Short task: Count the lines in the records below that contain the string "black", matching case exactly, and reply with only that number.

** start of Extracted data **

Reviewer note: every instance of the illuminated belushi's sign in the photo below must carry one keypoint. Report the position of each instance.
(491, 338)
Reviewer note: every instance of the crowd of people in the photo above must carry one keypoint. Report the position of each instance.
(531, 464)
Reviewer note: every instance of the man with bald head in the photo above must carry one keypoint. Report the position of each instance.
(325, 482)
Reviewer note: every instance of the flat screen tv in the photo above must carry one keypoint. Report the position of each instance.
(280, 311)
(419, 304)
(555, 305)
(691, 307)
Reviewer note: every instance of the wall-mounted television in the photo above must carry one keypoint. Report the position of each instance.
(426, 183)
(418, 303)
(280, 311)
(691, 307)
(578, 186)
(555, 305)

** end of Extracted data **
** start of Extracted data **

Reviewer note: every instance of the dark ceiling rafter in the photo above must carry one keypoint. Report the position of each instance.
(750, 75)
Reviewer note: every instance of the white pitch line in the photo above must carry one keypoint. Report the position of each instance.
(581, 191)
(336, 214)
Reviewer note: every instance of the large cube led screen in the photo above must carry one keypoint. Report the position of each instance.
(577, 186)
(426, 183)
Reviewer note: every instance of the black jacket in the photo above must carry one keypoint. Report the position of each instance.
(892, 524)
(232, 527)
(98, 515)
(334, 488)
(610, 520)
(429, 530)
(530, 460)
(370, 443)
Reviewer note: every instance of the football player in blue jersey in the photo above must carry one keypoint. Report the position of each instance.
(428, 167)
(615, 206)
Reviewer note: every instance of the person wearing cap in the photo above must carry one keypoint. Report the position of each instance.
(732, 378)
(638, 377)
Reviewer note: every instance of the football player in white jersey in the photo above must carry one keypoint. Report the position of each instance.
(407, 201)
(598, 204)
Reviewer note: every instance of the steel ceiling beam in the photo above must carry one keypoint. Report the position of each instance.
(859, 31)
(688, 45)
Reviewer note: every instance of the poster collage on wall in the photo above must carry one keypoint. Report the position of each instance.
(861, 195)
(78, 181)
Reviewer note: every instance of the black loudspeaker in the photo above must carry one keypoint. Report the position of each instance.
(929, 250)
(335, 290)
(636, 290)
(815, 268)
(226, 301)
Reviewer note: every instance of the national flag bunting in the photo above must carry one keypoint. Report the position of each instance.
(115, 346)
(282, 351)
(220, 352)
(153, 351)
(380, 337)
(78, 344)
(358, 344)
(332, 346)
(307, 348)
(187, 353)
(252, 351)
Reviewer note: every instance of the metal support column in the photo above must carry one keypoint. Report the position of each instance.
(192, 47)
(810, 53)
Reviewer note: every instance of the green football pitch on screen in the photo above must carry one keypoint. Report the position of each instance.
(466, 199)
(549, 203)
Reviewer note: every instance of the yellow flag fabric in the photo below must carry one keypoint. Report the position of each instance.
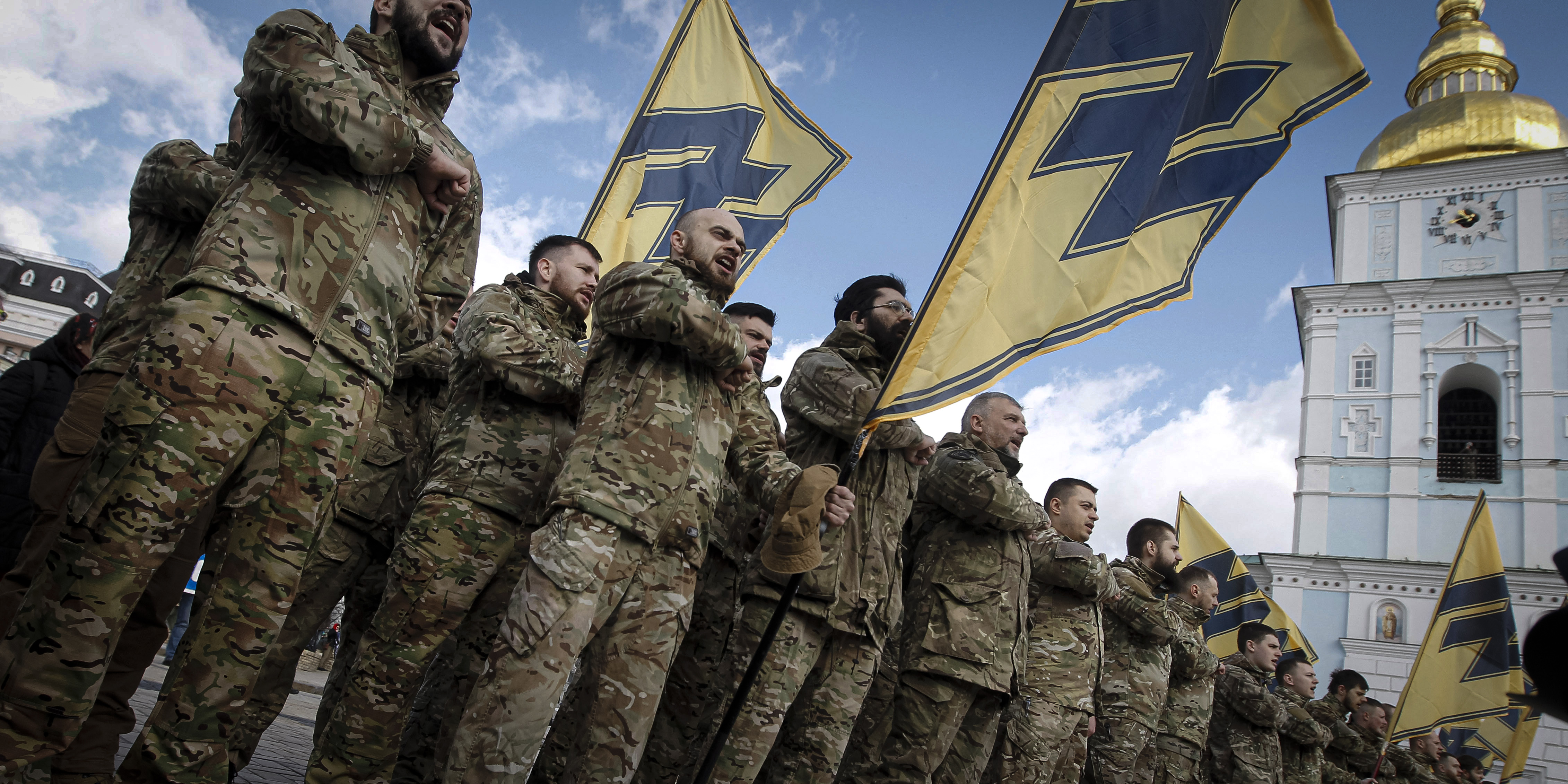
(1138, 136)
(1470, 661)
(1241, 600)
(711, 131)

** end of Extracted data **

Result: 2